(Supplied material Opens)
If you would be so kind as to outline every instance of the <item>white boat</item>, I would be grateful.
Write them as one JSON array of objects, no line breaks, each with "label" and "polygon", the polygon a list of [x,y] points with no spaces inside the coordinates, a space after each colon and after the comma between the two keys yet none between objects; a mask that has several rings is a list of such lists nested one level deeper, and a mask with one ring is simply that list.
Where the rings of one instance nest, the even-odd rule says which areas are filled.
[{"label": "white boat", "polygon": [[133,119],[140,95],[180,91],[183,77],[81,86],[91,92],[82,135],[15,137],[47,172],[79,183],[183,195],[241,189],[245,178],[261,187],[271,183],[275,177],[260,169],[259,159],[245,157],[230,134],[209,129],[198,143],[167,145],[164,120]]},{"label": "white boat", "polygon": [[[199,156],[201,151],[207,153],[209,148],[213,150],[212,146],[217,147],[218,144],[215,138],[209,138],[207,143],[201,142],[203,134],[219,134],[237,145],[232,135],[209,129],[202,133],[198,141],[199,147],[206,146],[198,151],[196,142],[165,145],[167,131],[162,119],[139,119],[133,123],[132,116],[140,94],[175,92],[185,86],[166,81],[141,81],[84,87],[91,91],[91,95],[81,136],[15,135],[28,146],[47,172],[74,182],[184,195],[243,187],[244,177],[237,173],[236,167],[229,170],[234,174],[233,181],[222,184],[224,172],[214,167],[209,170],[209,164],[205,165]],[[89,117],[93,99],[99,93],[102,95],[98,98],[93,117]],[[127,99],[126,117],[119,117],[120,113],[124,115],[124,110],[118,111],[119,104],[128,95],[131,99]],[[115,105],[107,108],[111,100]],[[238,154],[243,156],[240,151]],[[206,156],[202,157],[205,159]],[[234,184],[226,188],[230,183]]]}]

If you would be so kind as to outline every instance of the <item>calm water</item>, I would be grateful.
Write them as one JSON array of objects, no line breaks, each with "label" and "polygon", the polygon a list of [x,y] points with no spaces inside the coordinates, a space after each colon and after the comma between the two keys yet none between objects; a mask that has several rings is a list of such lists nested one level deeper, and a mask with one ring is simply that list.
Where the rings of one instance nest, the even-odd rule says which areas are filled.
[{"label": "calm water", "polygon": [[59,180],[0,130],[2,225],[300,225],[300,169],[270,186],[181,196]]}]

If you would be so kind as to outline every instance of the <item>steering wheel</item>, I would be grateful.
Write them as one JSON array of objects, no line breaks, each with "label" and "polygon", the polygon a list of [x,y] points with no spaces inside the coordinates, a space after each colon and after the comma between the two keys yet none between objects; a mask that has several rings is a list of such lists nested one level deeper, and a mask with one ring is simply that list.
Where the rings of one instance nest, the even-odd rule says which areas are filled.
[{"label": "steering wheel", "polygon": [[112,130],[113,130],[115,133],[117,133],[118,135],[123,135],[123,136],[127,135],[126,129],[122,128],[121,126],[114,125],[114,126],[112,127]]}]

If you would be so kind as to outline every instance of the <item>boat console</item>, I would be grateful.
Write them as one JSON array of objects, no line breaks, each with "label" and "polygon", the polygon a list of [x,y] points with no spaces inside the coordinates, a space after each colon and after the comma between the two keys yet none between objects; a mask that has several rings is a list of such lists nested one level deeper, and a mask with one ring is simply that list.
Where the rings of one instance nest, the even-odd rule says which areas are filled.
(Supplied material Closes)
### [The problem]
Transcribe every entry verbatim.

### [Response to the task]
If you would be so kind as to outline every instance of the <item>white boat</item>, I would be grateful.
Write them as one JSON array of objects, no line breaks, each with "label" and "polygon", the polygon a list of [x,y] points with no spaces inside the coordinates, a space after each colon and after the comma between the two keys yet none between objects; a mask that has several rings is a list of such lists nested one level deeper, and a mask with one ring is simply that list.
Where the rings of one instance nest, the even-odd rule says which areas are filled.
[{"label": "white boat", "polygon": [[133,119],[140,95],[180,91],[183,77],[81,86],[91,92],[82,135],[15,137],[47,172],[79,183],[183,195],[241,189],[245,178],[261,187],[271,183],[275,177],[260,169],[259,159],[245,157],[230,134],[209,129],[198,143],[167,145],[164,120]]},{"label": "white boat", "polygon": [[[199,156],[201,151],[207,153],[209,148],[213,150],[212,146],[217,147],[218,144],[215,138],[209,138],[207,143],[201,142],[203,134],[219,134],[237,145],[232,135],[209,129],[202,133],[198,141],[199,147],[206,146],[198,151],[196,142],[165,145],[167,131],[162,119],[139,119],[133,123],[132,116],[140,94],[175,92],[185,86],[166,81],[141,81],[84,87],[91,91],[91,95],[81,136],[15,135],[28,146],[47,172],[74,182],[184,195],[243,187],[244,177],[237,173],[236,167],[229,170],[234,174],[233,181],[222,184],[224,172],[214,167],[209,170],[209,164],[205,165]],[[89,117],[93,99],[99,93],[102,95],[98,98],[93,117]],[[127,99],[126,117],[119,117],[120,113],[124,115],[124,110],[118,111],[119,104],[128,95],[131,99]],[[115,105],[107,108],[111,100]],[[238,154],[243,156],[240,151]],[[206,156],[202,157],[205,159]],[[234,184],[226,188],[230,183]]]}]

If you would be so kind as to outline every instance of the <item>calm water</item>, I would be grateful.
Write them as one JSON array of objects, no line breaks, each with "label" and "polygon", the polygon a list of [x,y] points with no spaces inside the coordinates, a space after each colon and after the comma between the two keys yet none between objects; a mask that has several rings is a list of such lists nested one level deeper, and a mask with one ring is simply that list.
Where the rings of one instance nest, the even-odd rule says which areas are filled.
[{"label": "calm water", "polygon": [[59,180],[0,130],[2,225],[300,225],[300,169],[270,186],[181,196]]}]

If you would be so kind as to outline every instance of the <item>steering wheel</item>, I would be grateful.
Write them as one JSON array of objects, no line breaks, each with "label" and "polygon", the polygon a list of [x,y] points with no spaces inside the coordinates, a space after each colon and after the comma between the two keys yet none between objects; a mask that has several rings is a list of such lists nested one level deeper, and a mask with one ring is simply that list.
Where the rings of one instance nest, the even-odd rule says which areas are filled.
[{"label": "steering wheel", "polygon": [[112,130],[113,130],[115,133],[117,133],[118,135],[123,135],[123,136],[127,135],[126,129],[122,128],[121,126],[114,125],[114,126],[112,127]]}]

If you would be so kind as to outline every instance of the <item>boat console</item>, I would be grateful.
Write them as one JSON array of objects, no line breaks, each with "label" and "polygon", the polygon a list of [x,y] points with no spaces inside the coordinates, a space after each colon and after the comma between the two keys yet none between objects; a mask that has several rings is a list of such lists nested one level deeper, and a mask with one ring is simply that list.
Where the rings of one instance nest, the even-odd rule says which areas are filled.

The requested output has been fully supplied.